All entries must be transcribed without a single difference.
--*--
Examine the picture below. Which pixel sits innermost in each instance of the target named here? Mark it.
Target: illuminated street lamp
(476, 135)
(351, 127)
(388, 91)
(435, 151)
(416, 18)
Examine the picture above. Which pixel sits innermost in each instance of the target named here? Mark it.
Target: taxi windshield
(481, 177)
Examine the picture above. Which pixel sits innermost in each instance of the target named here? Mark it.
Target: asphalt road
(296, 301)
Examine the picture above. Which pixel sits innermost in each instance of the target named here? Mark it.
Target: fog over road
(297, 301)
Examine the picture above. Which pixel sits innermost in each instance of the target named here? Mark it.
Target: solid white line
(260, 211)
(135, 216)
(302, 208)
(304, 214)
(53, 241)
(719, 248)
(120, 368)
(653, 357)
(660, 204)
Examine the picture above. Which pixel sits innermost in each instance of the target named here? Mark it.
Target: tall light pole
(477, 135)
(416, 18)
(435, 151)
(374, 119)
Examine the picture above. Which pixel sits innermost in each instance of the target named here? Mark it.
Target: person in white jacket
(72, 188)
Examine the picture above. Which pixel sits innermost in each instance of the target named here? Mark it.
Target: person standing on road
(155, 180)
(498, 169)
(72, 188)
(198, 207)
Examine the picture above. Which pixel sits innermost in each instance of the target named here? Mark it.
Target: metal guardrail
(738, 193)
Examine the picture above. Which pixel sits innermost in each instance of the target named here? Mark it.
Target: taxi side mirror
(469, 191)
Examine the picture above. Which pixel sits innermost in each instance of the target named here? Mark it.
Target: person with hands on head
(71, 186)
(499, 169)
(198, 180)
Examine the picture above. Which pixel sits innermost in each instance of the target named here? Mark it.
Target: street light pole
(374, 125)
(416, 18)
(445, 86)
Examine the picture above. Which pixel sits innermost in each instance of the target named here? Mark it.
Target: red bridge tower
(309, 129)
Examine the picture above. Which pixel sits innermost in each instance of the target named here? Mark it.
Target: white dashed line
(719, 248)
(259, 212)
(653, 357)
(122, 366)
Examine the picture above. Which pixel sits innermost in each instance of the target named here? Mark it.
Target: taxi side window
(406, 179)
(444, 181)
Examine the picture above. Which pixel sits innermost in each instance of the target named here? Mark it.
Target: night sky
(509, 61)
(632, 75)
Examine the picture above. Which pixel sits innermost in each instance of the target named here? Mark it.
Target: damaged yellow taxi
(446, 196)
--*--
• _Final answer_:
Examine the picture below. Which pixel sits innermost in each instance of the target named here? Mark it.
Target: illuminated street lamp
(476, 135)
(351, 127)
(388, 91)
(435, 151)
(416, 18)
Examine the picture above. Which pixel sits innermost in each instance of the target named here? Mark it.
Target: taxi windshield
(481, 177)
Examine the picture above. Which pixel sits innermost in each instance of the target named here? Mark it.
Target: asphalt road
(296, 301)
Examine the picture above. Which pixel sits innermost in each instance of the target named here? Mark it.
Target: fog over road
(297, 301)
Examine the picture above. Which pixel sits innermost in each instance of the target named here? Mark it.
Target: solid white line
(260, 211)
(135, 216)
(302, 208)
(304, 214)
(53, 241)
(719, 248)
(120, 368)
(653, 357)
(660, 204)
Examine the picture above. Which pixel sits innermost in each instance of the target named here? Mark it.
Target: tall light pole
(477, 135)
(416, 18)
(435, 151)
(374, 119)
Examine the picture above. Which pixel sits innermost in each instance of the target named here? Mark it.
Target: person in white jacket
(72, 188)
Examine the picture above. Which pixel sits innermost in each instance of the target named here? Mark it.
Target: person standing on road
(155, 180)
(498, 169)
(72, 188)
(198, 207)
Examine the picture above. Which pixel sits innermost in each instance of the target named here? Mark it.
Target: metal guardrail
(738, 193)
Examine the picture above. Which pixel sits innermost in each instance of the target named here? Mark it.
Target: taxi side mirror
(469, 191)
Examine the picture above. Which pixel sits innermost in each instance of the target named here? Mark it.
Target: person with hands on head
(71, 186)
(499, 169)
(198, 180)
Examine the picture above. Which pixel sits innermost in each instance of the target named here? Mark it.
Target: street light pole
(374, 125)
(416, 18)
(445, 86)
Examine the picture above. Which pixel sits innermost in each instance of the target named here? Mark it.
Target: red bridge tower
(309, 129)
Examine the picture above. Which pixel sits innermost in each instance of the target named here? Mark it.
Target: white dashed line
(719, 248)
(259, 212)
(653, 357)
(122, 366)
Examine the picture above. Which pixel sits innermost in each instance of the target named here? Mark it.
Target: taxi side window
(406, 179)
(444, 181)
Examine the picture above. Which pixel sits innermost in each instance of the target named here? Mark it.
Target: night sky
(509, 61)
(632, 75)
Examine the picture above. Which pixel sits innermost in each instance of the target named here? Mark it.
Target: damaged yellow taxi
(446, 196)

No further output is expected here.